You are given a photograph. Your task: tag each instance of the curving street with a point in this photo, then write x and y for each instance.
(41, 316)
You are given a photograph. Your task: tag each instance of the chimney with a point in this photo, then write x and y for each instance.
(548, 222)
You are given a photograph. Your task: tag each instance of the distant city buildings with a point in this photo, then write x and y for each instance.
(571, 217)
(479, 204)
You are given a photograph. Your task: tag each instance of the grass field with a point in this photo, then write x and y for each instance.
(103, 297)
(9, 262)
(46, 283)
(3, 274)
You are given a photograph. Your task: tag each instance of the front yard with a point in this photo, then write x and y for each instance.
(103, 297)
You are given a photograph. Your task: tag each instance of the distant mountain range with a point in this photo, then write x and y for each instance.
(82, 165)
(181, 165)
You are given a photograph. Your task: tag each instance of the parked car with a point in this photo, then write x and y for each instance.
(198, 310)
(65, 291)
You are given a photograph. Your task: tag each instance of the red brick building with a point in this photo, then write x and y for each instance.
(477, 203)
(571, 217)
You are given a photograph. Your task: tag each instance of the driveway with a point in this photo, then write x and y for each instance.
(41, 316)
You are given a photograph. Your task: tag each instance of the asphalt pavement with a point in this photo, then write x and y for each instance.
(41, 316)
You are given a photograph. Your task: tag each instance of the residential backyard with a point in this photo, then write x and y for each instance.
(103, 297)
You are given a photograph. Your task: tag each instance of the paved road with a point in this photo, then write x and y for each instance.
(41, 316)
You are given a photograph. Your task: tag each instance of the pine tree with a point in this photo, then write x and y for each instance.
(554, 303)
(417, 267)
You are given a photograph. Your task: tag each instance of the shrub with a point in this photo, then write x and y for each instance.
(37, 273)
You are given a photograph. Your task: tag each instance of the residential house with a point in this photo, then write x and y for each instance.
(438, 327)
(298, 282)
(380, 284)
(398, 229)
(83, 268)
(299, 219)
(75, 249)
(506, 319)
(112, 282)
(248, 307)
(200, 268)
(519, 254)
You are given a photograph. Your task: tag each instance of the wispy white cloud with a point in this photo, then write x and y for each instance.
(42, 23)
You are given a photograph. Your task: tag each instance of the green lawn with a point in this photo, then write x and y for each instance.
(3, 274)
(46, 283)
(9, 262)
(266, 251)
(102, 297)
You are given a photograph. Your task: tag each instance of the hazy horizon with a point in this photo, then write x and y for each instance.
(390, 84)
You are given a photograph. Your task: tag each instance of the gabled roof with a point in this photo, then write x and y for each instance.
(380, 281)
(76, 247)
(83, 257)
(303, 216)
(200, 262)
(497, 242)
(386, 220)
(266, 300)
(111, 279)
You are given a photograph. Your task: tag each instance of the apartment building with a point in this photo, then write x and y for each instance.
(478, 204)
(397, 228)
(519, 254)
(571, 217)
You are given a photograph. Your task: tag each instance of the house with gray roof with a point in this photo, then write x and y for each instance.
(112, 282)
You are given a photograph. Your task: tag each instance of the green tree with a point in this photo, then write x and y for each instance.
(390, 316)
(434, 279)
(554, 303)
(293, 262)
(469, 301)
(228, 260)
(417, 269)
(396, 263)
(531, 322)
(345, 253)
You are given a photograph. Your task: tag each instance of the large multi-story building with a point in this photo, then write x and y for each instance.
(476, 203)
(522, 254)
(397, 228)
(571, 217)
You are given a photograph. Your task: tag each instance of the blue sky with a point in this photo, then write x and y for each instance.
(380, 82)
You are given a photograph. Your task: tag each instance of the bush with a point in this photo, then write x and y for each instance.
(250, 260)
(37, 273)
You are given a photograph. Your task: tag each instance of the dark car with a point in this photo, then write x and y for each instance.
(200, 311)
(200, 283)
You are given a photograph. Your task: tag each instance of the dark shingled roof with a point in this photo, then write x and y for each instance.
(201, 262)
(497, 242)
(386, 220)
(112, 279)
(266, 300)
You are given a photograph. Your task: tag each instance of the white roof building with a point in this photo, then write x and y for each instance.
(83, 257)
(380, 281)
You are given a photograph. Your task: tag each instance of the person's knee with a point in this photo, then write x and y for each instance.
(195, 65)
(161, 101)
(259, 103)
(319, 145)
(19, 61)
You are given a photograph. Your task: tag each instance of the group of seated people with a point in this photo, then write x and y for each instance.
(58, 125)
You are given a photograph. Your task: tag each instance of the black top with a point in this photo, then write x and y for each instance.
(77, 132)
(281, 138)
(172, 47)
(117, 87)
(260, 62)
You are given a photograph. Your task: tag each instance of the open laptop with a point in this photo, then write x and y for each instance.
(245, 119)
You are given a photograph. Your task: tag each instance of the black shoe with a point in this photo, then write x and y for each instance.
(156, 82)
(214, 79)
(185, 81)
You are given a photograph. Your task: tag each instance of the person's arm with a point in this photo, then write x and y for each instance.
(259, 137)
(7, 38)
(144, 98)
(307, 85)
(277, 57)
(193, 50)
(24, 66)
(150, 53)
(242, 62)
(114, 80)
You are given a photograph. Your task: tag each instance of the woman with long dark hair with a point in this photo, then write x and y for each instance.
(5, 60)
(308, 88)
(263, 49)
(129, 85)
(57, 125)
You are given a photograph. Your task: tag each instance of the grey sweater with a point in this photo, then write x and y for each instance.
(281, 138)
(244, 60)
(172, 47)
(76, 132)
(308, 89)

What you will do
Write out the whole listing again, keeping every character as it is.

Solution to this task
You are given a photograph. Your task: tag each instance of the curving street with a point in this photo, then write x and y for each instance.
(41, 316)
You are given a photograph. Your task: tag each instance of the chimney with a point in this photo, then write x and y for each instance.
(548, 222)
You are given a photograph. Your task: tag each instance of the distant city buildings with a point in this photo, then write x and y for each instance.
(571, 217)
(479, 204)
You are given a photograph. Your task: tag each instance of the grass field with a point in this photo, then write x and y for each instance.
(103, 297)
(9, 262)
(46, 283)
(3, 274)
You are given a photograph. Your task: tag each instance of the front yard with a point in this photo, then write x and y for each instance.
(103, 297)
You are given a photograph. Your task: tag each instance of the distant mountain range with a point in this photo, then write x and y for each instance.
(82, 165)
(181, 165)
You are given a photograph. Your task: tag each instance of the parked car with a point in this photo, then write x and y for each instance.
(198, 310)
(65, 291)
You are given a photograph. Your task: tag each instance of the red brick building with a point in this photo, then write x and y for each instance.
(477, 203)
(571, 217)
You are given a photograph. Your task: tag each instance of the driveway with a point in this photo, then write x and y for each instance.
(41, 316)
You are given a photograph. Your task: tag each instance of the asphalt pavement with a point in this photo, then write x and y for each instance.
(41, 316)
You are given a photograph. Your task: tag each instance of the residential backyard with a point in this photo, then write x and y for each instance.
(103, 297)
You are given a photograph. Your task: tag each instance of the paved road with a point in this photo, then write x and y for each instance.
(41, 316)
You are given a photograph. Your task: tag each instance of the pine tree with a point in this photo, then write x and y for each instance.
(554, 303)
(417, 267)
You are given a photograph. Your task: tag each instance of the shrub with a point in this photo, then write x and y for each instance.
(37, 273)
You are given a photograph. Your task: tag each instance of the residential house with a point in this photo, then write x and y for each instance.
(438, 327)
(298, 282)
(380, 284)
(398, 229)
(83, 268)
(299, 219)
(75, 249)
(506, 319)
(112, 282)
(248, 307)
(200, 268)
(519, 254)
You are given a photograph. Your task: tag each instance of the wispy white cloud with a point in this photo, then write x and y for each instance.
(42, 23)
You are given a photograph. Your task: tag each instance of the green lawn with a point in this photo, then write x and y for each instance.
(3, 274)
(46, 283)
(9, 262)
(266, 251)
(102, 297)
You are given a photograph. Your task: tag each instance of the hazy horizon with a point in this photo, then write x and y for each instance.
(390, 84)
You are given a photograph. Your task: tag each instance of the gabled roof with a point in this photo, then write x and y for each instance.
(380, 281)
(76, 247)
(83, 257)
(303, 216)
(200, 262)
(497, 242)
(386, 220)
(266, 300)
(111, 279)
You are given a photograph. Your task: tag each instance of the apartment building with a point in this photo, then write x and y for each instance.
(478, 204)
(397, 228)
(519, 254)
(571, 217)
You are given a photograph. Your task: tag each instance of the house with gray roof with a point in this photo, then write x and y for each instance.
(112, 282)
You are given a photograph. Your task: tag each instance of the green tree with a point in this photo, then write x and y for each instance.
(390, 316)
(434, 279)
(554, 303)
(293, 262)
(469, 301)
(228, 260)
(417, 269)
(396, 263)
(531, 322)
(345, 253)
You are given a photograph. Your task: tag each instance of the large multi-story building with a point in this photo, then write x and y for each instance.
(476, 203)
(522, 254)
(397, 228)
(571, 217)
You are given a photograph. Your task: tag each instance of the blue sky with a point in this photo, then write x and y for each instance.
(380, 82)
You are given a photograph. Your task: tag each instance of the bush with a point in this photo, then write x and y for each instance.
(250, 260)
(37, 273)
You are given a photograph. Your task: tag each instance of the dark car with a point in this photo, then write x and y for each instance.
(200, 311)
(200, 283)
You are given a photograph. Your task: tag each instance of the dark shingled roof with a point in this photo, then write x and y for each instance.
(201, 262)
(497, 242)
(386, 220)
(112, 279)
(266, 300)
You are given a photograph. Your task: tag each instance of the white roof building with a point in this photo, then write x and y for each instance.
(83, 257)
(380, 281)
You are given a photograph. Your task: tag each instance of the person's knee with a point in this photo, then write x and y for each instance.
(195, 65)
(161, 101)
(259, 103)
(319, 145)
(19, 61)
You are given a photograph. Your task: tag each instance of the group of seated people with a point in this photo, then write x and y for each instance.
(58, 125)
You are given a photograph. Your task: tag each instance of the black top with a point in this photo, then write x and y for each instance.
(77, 132)
(281, 138)
(172, 47)
(117, 87)
(260, 62)
You are given a photograph. Your task: tag each instance of the open laptop with a point in this photo, then write x and y for each instance.
(245, 119)
You are given a photograph. Your task: tag each instance of the black shoe with a point in this photo, then write x and y for each instance.
(156, 82)
(214, 79)
(185, 81)
You are given a photograph. Your task: tag each instance of the person's arm with a point in this photo, then write x and y for each instance.
(259, 137)
(7, 38)
(144, 98)
(307, 85)
(277, 57)
(193, 50)
(24, 66)
(150, 53)
(242, 62)
(114, 80)
You are given a photograph. Your task: tag each instance of the woman with long dark hair with a point in this photo, then write x and y for each instance.
(5, 60)
(308, 88)
(263, 49)
(129, 85)
(57, 125)
You are given a photograph. Your task: tag each instance of the grey sweater with a point in this photo, then write x and y for each instance.
(281, 138)
(244, 60)
(172, 47)
(76, 132)
(308, 89)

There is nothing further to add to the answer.